◆ Vorliegender Auszug:
______________________________

Ab und zu kommen unverständliche Laute aus seinem Mund und ich fühle mich einen kurzen Moment lang sehr hilflos.

Soll ich eine seiner Hände nehmen und drücken, soll ich gar hingehen und ihn in den Arm nehmen?
Stattdessen stehe ich auf, gehe zu ihm, setze mich neben ihn und lege meine Hand auf seinen Unterarm.
Er schluchzt noch einmal auf, dann schnieft er in ein Taschentuch und sagt: „Jutta ist weg und Tim auch.“

Jutta, so erfahre ich, ist die Frau von Hans, Tim ist ihr erster Sohn, der vor zwei Jahren geboren worden ist.

Vor gerade einmal zwei Monaten sind die Zwillinge Tobias und Lukas auf die Welt gekommen und hatten das Glück der kleinen Familie perfekt gemacht. Tim, der Erstgeborene, litt seit der Geburt an einer schwere geistigen und körperlichen Behinderung. Umso glücklicher war das Elternpaar, daß die Schwangerschaft und Geburt der Zwillinge ohne größere Komplikationen verlaufen war und Mutter und Kinder wohlauf waren.

______________________________

◆ Gespeicherte Dateneinträge:
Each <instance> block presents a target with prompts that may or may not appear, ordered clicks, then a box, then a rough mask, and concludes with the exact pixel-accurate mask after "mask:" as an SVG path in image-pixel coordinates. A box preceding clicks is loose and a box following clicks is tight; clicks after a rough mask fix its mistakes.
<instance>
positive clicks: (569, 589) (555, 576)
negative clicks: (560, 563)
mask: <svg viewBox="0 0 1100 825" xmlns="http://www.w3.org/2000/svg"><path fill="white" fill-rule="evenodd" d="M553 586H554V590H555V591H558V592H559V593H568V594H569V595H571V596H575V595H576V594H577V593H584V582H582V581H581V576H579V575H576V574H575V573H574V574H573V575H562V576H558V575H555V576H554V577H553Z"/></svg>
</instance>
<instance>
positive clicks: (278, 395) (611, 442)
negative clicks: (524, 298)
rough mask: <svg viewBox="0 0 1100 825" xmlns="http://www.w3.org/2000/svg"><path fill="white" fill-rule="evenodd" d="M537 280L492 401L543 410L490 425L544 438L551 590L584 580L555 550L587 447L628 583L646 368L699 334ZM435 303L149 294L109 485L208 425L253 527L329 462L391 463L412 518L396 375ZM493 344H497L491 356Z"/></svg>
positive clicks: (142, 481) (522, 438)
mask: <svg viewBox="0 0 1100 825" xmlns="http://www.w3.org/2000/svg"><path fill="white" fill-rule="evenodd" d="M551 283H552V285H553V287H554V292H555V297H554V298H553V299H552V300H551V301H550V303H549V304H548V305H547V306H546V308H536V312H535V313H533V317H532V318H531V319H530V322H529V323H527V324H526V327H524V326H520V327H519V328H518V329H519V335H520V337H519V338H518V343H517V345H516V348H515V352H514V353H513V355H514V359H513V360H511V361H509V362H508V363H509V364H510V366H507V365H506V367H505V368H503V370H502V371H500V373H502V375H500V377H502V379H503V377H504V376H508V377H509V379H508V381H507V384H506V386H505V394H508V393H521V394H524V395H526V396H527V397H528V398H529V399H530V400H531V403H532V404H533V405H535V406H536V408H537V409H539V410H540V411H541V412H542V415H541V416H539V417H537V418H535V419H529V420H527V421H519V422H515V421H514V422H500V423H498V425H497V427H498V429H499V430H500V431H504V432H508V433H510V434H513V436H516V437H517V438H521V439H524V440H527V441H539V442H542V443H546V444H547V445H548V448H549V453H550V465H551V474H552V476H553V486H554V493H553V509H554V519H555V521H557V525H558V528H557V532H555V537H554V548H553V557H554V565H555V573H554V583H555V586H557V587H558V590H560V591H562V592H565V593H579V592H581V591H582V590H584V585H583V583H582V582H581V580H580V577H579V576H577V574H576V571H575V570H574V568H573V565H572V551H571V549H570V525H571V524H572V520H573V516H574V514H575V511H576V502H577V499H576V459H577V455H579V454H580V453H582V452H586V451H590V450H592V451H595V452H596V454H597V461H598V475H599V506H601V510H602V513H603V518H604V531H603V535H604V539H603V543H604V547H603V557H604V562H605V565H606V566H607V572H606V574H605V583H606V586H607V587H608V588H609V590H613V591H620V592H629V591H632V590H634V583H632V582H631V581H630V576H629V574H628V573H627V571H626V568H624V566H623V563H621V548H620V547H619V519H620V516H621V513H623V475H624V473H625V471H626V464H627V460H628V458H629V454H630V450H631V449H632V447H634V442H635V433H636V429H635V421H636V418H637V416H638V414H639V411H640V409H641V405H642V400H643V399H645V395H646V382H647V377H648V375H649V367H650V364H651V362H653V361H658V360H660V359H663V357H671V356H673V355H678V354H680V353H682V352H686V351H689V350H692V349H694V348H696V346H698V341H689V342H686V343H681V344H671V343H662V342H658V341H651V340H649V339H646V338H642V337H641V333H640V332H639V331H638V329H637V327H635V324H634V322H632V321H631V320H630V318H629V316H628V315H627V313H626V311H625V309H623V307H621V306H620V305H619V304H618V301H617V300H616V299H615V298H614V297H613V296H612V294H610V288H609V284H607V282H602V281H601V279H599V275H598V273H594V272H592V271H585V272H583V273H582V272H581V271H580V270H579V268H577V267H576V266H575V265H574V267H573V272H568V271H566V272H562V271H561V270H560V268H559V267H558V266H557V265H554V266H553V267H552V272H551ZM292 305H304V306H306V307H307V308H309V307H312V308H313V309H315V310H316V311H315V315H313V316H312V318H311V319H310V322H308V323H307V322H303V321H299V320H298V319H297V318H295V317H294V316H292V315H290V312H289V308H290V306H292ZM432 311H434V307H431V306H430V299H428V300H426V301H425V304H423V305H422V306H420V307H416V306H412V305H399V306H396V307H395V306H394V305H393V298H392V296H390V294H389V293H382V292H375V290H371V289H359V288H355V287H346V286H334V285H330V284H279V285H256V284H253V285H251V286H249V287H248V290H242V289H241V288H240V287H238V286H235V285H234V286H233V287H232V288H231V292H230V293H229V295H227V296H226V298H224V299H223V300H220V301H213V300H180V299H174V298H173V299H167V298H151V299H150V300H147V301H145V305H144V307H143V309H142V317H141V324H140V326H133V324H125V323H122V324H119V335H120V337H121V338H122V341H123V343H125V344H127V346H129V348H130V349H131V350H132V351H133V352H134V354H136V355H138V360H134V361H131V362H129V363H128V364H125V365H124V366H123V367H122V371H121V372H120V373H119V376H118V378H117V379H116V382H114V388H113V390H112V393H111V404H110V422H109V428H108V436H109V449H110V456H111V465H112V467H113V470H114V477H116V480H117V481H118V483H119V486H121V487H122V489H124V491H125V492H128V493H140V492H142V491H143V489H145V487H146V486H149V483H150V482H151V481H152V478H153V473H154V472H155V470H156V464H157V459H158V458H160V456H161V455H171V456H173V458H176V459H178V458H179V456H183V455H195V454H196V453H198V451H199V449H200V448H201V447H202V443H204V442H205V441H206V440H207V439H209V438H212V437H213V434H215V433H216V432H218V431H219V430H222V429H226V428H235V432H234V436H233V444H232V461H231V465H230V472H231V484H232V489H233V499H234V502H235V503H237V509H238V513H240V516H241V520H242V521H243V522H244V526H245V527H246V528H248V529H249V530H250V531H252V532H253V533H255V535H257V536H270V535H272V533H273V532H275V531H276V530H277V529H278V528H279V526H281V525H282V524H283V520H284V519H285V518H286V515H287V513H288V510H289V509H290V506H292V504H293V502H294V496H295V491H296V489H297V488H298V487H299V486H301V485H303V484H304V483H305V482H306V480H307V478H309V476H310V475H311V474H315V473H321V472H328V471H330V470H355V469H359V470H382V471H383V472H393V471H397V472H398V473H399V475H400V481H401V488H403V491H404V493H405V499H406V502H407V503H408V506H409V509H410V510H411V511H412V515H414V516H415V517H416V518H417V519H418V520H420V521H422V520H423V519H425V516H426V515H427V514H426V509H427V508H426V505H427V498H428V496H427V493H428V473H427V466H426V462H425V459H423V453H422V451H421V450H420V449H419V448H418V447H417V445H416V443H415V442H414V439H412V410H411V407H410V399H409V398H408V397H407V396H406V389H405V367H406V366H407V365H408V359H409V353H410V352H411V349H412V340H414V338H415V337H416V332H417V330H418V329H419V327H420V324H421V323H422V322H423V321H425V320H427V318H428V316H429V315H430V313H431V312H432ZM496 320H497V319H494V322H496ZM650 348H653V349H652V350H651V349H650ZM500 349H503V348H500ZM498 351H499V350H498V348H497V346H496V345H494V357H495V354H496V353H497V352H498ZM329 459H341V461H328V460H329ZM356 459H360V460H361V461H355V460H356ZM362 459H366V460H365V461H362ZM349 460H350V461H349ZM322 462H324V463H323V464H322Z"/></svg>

______________________________

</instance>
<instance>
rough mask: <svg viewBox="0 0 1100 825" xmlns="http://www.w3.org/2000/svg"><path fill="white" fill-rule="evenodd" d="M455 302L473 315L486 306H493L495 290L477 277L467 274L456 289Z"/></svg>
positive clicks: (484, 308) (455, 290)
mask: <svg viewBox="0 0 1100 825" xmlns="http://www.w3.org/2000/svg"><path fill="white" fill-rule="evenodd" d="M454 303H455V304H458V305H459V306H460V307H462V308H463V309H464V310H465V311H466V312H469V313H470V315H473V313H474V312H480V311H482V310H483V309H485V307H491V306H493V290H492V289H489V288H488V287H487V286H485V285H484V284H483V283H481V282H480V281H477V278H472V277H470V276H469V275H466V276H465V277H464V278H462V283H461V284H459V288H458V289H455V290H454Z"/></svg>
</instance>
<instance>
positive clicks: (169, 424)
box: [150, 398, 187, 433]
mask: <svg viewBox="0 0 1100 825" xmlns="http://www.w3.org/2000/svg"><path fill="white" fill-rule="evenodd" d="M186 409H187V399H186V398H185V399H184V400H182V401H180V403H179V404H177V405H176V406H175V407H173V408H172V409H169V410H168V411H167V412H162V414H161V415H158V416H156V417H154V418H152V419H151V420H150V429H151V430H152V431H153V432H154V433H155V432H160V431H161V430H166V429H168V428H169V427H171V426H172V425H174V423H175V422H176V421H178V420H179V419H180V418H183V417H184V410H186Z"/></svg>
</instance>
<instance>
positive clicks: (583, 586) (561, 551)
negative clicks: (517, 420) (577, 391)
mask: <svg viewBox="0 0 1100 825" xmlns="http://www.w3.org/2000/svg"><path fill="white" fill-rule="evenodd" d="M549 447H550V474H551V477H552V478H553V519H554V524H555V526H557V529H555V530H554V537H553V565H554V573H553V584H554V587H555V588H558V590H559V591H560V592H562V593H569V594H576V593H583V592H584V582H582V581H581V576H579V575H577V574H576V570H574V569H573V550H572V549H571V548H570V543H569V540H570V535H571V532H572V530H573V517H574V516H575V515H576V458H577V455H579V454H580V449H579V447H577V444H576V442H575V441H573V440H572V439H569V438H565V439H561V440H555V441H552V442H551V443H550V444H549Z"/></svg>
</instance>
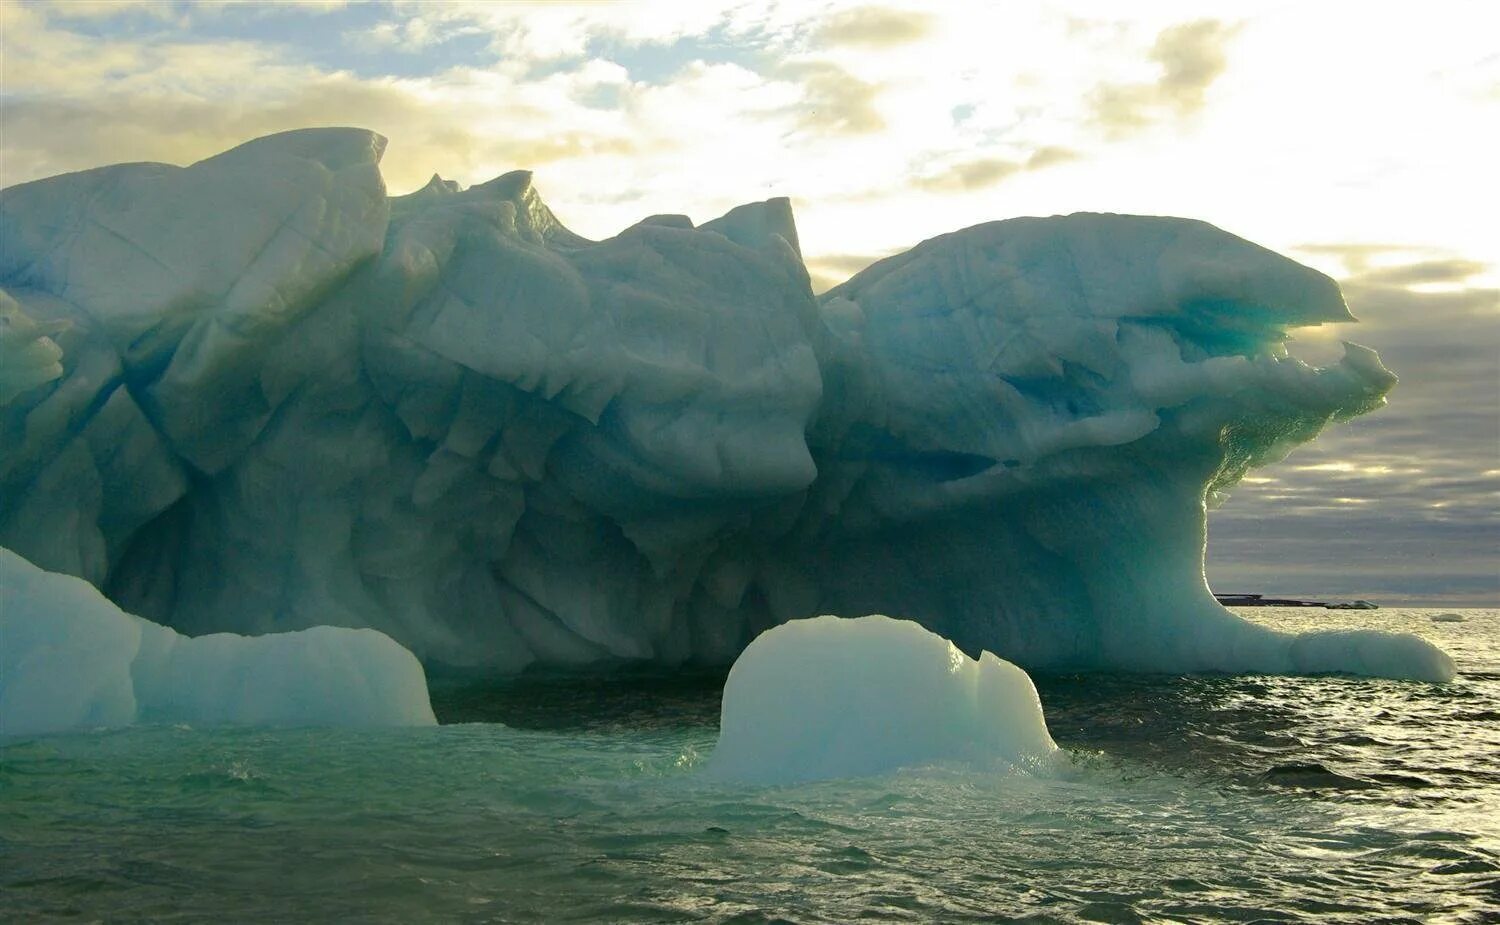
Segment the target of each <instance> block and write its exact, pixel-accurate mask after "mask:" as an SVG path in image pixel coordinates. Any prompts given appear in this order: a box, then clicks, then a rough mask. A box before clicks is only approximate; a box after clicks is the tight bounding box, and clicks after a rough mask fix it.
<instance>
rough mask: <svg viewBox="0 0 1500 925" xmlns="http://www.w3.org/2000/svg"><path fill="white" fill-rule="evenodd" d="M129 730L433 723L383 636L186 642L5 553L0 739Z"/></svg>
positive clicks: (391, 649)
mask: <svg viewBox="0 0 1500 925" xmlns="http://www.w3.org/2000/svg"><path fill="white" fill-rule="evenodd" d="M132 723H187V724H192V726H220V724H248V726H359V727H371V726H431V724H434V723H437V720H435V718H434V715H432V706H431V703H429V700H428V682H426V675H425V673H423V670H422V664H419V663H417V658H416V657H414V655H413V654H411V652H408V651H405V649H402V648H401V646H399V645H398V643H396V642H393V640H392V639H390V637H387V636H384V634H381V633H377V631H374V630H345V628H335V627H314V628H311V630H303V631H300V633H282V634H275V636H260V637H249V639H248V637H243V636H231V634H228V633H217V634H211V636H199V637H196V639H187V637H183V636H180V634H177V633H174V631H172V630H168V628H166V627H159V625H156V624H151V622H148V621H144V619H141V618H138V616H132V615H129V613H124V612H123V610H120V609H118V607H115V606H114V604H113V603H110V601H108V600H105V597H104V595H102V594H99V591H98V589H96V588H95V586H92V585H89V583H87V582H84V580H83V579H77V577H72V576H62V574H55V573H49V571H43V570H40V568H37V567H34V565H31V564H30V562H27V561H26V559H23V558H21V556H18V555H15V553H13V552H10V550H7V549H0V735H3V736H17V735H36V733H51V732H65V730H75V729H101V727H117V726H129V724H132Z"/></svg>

______________________________

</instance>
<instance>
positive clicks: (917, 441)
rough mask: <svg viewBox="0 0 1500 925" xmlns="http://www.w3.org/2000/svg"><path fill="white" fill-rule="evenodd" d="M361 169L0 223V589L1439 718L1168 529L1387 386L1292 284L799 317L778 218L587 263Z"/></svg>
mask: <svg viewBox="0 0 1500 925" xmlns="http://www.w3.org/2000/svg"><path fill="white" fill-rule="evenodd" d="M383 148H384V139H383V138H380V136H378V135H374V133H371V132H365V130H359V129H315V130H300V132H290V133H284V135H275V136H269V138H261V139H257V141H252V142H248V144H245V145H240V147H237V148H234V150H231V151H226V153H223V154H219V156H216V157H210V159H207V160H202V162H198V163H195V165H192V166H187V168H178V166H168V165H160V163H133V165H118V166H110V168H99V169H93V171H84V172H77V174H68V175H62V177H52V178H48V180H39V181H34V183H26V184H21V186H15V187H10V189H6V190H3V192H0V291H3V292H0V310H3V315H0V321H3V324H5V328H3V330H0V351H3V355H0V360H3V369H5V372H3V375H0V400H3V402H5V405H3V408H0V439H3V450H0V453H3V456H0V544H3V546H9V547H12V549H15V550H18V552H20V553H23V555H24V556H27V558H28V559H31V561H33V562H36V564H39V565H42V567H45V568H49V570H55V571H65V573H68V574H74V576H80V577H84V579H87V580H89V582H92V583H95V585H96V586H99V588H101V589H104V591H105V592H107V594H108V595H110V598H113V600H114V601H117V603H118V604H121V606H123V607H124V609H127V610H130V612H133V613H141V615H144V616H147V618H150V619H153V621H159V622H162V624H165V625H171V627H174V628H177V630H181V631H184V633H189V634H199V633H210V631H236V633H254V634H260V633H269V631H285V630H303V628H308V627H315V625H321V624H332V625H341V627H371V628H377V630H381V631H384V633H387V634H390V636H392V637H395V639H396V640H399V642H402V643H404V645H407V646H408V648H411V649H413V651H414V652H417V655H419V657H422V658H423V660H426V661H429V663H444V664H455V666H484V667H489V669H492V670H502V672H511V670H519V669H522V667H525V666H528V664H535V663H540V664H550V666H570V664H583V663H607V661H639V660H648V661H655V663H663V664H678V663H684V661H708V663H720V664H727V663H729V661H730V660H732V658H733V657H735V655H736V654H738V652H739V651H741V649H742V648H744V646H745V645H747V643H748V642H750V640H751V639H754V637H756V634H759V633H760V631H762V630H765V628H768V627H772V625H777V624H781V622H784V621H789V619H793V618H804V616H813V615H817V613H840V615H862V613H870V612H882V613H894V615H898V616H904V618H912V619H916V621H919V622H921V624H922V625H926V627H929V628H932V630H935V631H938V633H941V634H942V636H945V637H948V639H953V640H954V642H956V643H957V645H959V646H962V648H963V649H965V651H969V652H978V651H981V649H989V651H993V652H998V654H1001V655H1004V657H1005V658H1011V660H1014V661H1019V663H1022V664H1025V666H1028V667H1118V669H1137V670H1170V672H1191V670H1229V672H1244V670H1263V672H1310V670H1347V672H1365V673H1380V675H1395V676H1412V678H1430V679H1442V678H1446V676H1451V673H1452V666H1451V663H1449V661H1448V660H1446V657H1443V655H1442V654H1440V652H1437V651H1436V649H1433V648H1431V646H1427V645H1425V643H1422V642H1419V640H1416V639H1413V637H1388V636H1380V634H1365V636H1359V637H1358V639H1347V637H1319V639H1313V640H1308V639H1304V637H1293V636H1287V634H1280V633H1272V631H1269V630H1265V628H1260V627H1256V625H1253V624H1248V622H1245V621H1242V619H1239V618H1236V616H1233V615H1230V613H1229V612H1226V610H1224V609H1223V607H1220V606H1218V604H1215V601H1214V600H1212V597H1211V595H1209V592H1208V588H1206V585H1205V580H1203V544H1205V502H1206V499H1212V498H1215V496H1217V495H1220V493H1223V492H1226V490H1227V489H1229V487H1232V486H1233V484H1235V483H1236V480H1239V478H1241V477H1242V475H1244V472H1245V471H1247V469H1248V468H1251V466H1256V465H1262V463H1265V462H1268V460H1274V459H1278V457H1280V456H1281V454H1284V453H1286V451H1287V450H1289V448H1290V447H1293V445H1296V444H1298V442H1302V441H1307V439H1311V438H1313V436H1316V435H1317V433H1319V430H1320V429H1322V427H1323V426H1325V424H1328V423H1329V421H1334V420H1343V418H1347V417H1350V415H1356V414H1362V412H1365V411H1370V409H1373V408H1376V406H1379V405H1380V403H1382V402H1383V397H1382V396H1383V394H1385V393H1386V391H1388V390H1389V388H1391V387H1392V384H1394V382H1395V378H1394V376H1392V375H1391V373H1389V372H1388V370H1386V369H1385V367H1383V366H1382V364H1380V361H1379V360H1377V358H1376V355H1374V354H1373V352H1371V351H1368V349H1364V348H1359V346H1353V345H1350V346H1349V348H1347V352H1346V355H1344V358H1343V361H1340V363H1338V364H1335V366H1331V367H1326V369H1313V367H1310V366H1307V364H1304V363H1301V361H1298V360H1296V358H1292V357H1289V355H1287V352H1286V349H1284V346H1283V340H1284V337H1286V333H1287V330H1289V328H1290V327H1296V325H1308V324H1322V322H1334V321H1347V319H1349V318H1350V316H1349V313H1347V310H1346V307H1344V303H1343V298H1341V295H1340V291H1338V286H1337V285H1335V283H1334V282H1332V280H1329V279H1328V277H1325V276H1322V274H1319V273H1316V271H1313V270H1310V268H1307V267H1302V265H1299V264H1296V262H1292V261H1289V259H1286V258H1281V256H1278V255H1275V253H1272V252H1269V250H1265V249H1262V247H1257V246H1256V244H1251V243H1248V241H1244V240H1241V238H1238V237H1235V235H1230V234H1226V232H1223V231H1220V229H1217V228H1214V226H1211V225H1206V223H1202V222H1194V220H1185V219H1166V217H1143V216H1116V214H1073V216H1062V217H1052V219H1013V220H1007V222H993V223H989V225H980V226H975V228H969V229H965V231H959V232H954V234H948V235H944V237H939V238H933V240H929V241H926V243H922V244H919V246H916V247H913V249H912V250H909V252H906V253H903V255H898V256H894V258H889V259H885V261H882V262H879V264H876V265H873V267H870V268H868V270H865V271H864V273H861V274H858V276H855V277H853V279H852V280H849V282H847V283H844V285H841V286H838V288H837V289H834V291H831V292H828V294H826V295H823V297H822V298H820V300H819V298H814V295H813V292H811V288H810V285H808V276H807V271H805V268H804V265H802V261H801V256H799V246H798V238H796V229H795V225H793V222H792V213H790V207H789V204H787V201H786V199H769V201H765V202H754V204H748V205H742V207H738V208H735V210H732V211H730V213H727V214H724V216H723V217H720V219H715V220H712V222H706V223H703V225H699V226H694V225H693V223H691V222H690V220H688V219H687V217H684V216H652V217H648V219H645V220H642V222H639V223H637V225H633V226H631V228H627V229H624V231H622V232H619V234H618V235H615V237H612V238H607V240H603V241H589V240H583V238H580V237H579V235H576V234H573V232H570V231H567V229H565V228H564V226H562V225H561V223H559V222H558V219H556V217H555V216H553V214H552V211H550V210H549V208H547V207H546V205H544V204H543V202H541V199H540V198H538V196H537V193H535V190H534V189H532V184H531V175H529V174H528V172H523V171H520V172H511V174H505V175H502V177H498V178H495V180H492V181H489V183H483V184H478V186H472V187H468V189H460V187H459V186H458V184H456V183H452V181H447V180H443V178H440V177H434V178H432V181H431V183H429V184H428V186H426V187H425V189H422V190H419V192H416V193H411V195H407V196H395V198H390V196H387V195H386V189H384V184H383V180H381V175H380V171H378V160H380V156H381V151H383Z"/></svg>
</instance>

______________________________

◆ Verständnis prüfen:
[1] Wann sind die Zwillinge Tobias und Lukas laut dem Auszug auf die Welt gekommen?
[2] Suche alle Zeilen, die das Wort „positive“ enthalten, und gib sie vollständig wieder. Groß- und Kleinschreibung ist dabei zu beachten.
Der Auszug und die Zeilen sind voneinander unabhängiges Material.

◆ Lösungen in Reihenfolge:
[1] Vor gerade einmal zwei Monaten.

[2]
positive clicks: (569, 589) (555, 576)
positive clicks: (278, 395) (611, 442)
positive clicks: (142, 481) (522, 438)
positive clicks: (484, 308) (455, 290)
positive clicks: (169, 424)
positive clicks: (583, 586) (561, 551)
positive clicks: (391, 649)
positive clicks: (917, 441)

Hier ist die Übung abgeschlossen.